+++ Data in this exercise +++
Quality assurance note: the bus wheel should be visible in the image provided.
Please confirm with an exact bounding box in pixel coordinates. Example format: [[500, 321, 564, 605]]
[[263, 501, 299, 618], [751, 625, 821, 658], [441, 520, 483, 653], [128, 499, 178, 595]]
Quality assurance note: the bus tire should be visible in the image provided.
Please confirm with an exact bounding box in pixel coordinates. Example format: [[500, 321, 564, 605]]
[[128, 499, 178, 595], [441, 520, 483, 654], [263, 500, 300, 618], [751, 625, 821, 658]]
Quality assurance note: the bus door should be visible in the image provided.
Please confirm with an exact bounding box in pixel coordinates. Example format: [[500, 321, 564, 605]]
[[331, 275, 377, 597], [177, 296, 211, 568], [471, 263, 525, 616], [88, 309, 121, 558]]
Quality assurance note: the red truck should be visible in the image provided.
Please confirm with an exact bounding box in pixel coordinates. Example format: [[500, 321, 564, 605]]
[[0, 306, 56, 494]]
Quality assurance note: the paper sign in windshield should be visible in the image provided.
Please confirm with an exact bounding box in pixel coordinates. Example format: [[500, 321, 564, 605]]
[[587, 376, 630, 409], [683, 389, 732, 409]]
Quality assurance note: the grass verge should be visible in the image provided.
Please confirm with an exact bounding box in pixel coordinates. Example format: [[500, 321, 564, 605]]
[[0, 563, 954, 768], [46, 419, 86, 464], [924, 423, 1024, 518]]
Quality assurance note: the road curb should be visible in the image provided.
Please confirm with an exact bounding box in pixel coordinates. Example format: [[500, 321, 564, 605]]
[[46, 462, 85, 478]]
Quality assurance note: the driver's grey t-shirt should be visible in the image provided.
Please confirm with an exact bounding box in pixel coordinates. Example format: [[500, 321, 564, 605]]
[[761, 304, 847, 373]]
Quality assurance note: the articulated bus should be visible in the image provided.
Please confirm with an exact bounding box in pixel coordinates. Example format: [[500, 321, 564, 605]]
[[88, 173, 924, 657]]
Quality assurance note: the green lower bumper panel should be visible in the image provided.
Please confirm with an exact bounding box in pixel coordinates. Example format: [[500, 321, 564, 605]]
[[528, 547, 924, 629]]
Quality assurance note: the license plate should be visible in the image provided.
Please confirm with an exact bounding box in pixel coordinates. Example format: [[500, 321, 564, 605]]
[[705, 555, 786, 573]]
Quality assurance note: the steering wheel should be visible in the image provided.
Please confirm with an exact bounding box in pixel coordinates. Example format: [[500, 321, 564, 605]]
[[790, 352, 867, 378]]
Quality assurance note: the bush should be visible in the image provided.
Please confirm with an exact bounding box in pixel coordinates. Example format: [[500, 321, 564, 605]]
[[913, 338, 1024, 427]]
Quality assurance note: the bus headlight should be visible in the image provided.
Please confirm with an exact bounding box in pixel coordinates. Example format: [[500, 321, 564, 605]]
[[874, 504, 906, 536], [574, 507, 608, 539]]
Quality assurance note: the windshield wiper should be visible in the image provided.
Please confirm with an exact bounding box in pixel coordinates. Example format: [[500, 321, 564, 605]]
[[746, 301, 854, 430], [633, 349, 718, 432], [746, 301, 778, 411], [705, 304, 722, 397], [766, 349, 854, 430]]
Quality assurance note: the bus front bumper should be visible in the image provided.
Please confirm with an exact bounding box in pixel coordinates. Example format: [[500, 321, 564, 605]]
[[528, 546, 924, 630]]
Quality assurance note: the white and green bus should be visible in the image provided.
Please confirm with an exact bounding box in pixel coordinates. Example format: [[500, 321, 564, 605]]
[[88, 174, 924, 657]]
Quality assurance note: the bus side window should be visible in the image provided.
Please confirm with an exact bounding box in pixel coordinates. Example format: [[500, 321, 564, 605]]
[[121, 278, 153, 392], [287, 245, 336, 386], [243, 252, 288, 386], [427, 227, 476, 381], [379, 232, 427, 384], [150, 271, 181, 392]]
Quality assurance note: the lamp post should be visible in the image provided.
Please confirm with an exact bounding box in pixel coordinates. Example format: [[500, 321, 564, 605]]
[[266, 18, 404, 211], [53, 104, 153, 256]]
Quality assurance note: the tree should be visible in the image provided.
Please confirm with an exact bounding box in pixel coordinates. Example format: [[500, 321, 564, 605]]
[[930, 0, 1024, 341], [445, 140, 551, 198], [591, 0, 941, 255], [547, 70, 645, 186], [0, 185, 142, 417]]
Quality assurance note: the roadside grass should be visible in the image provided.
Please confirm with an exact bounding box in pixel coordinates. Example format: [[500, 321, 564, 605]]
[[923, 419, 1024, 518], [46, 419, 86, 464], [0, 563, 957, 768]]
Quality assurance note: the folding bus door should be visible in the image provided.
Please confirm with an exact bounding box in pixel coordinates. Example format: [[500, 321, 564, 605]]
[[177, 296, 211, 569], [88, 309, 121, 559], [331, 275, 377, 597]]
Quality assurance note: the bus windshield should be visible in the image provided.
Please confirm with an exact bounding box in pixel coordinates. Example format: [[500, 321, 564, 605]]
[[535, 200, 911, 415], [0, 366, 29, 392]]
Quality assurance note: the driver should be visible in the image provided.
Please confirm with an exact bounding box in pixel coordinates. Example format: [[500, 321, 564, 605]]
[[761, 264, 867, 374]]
+++
Work to do
Reproduce the full listing above line for line, with no change to any word, number, or bracket.

Output for this task
Quality assurance note: the bus wheel should be visible in the image provided.
Please confirm with an exact bounding box in pixel coordinates. Example format: [[500, 321, 564, 605]]
[[263, 501, 299, 618], [751, 625, 821, 658], [441, 520, 483, 653], [128, 499, 178, 595]]
Quality assurance note: the bus tire should be visible in the image provided.
Please confirm with an exact bounding box in pixel coordinates. Example format: [[500, 321, 564, 605]]
[[128, 499, 178, 595], [441, 520, 483, 654], [263, 500, 300, 618], [751, 625, 821, 658]]
Quality assurance note: the bus door should be visible in the image provided.
Please confirm with an exact bounding box in pixel coordinates. Example format: [[500, 321, 564, 605]]
[[331, 275, 377, 597], [177, 296, 211, 568], [471, 263, 525, 616], [88, 309, 121, 558]]
Quality assurance note: the red truck should be visible in the image provided.
Please confirm with an exact bounding box in pixel coordinates. Example format: [[500, 321, 564, 605]]
[[0, 306, 56, 494]]
Quality assurance note: the paper sign in windshield should be visible in the image provided.
Please confirm with an exact bounding box in pixel coordinates. Example format: [[500, 321, 564, 605]]
[[587, 376, 630, 409], [683, 389, 732, 409]]
Quality assurance note: the grass verge should be visible in the image provided.
Please confirm with an exact bounding box in pixel coordinates. Example format: [[500, 321, 564, 605]]
[[0, 563, 954, 768], [46, 419, 86, 464], [924, 423, 1024, 518]]
Quality assurance note: the road curb should be visible in the image provided.
Please confirm with an exact bounding box in pixel coordinates. Example format: [[500, 321, 564, 605]]
[[46, 462, 85, 478]]
Quality assurance note: the driver's grey t-shirt should be visible in the image provided.
Please confirm with an exact bounding box in pixel coordinates. Example format: [[500, 321, 564, 605]]
[[761, 304, 847, 373]]
Quality assurance note: the articulated bus should be visible in the image provided.
Please confirm with an exact bounding box in pixel coordinates. Example format: [[500, 321, 564, 605]]
[[88, 173, 924, 657]]
Quality assurance note: the green lower bumper panel should be visible in the image provided.
Please confirm with an exact bounding box in pixel coordinates. Example format: [[500, 321, 564, 605]]
[[528, 547, 924, 629]]
Quality assurance note: the license plate should be visible in the image provided.
Please confirm with an exact bounding box in pixel coordinates. Example format: [[500, 321, 564, 605]]
[[705, 555, 786, 573]]
Quality assurance note: the steering wheel should be visible in the image provided.
Please confirm with an exact bounding box in pixel coordinates. Example format: [[500, 321, 564, 605]]
[[790, 352, 867, 378]]
Quality assurance note: the bush should be visible in the image provided.
Please confirm with an exact bounding box in pixel coordinates. Example format: [[500, 321, 564, 605]]
[[913, 338, 1024, 427]]
Quality assurance note: the bus headlight should be visible in the image provided.
Please confirm with an exact bounding box in pixel coordinates. Example format: [[500, 321, 564, 605]]
[[874, 504, 906, 536], [574, 507, 608, 539]]
Quality assurance note: the windshield wiper should be visible in the image provided.
Please confirm with an exact bounding box in pixel coordinates. Example format: [[500, 321, 564, 605]]
[[746, 301, 854, 430], [633, 349, 718, 432], [746, 301, 778, 411], [705, 304, 722, 397], [766, 349, 854, 430]]
Quality assurance note: the bus front bumper should be visible in the image provided.
Please confirm with an exact bounding box in pixel coordinates. Example format: [[500, 321, 564, 605]]
[[528, 546, 924, 630]]
Quality assurance note: the white and green bus should be visible in the image provided.
Please confirm with an exact bounding box in pixel coordinates. Example format: [[500, 321, 564, 605]]
[[88, 174, 924, 657]]
Quality assurance note: the bus side window should be visible in the image provided.
Please confirm with an exact bounding box in pixel coordinates. Example format: [[500, 321, 564, 605]]
[[121, 278, 153, 392], [287, 245, 336, 386], [243, 252, 288, 386], [427, 227, 476, 381], [379, 232, 427, 384], [150, 271, 181, 392]]
Quality assurance note: the lamp post should be visible in the image provided.
Please confirm with an exact bounding box in pixel coordinates. Example format: [[500, 321, 564, 605]]
[[266, 18, 404, 211], [53, 104, 153, 256]]
Quality assurance note: the tree should be visible in the image provided.
Please confirm with an exact bounding box in pixel coordinates. Example format: [[500, 321, 564, 605]]
[[930, 0, 1024, 341], [445, 140, 551, 198], [591, 0, 941, 255], [547, 70, 645, 186], [0, 185, 142, 417]]
Quality assurance note: the roadside grass should be visible in the image provided.
Please confirm with an exact bounding box in pixel coordinates. Example format: [[500, 321, 564, 605]]
[[923, 419, 1024, 518], [46, 419, 86, 464], [0, 563, 957, 768]]
Quality assurance note: the folding bus door should be visible in the image provided.
Please confirm with an exact bounding box in pixel coordinates. Example format: [[500, 321, 564, 605]]
[[177, 296, 211, 569], [88, 309, 121, 559], [331, 275, 377, 597]]
Quality assurance note: the bus windshield should be visible in the image provided.
Please confirm with an exact bounding box in pixel coordinates. Example format: [[500, 321, 564, 605]]
[[535, 200, 911, 415], [0, 366, 29, 392]]
Quality assurance note: the driver should be visible in the image provided.
Please confirm with an exact bounding box in pixel coordinates. Example format: [[500, 321, 564, 605]]
[[761, 264, 867, 374]]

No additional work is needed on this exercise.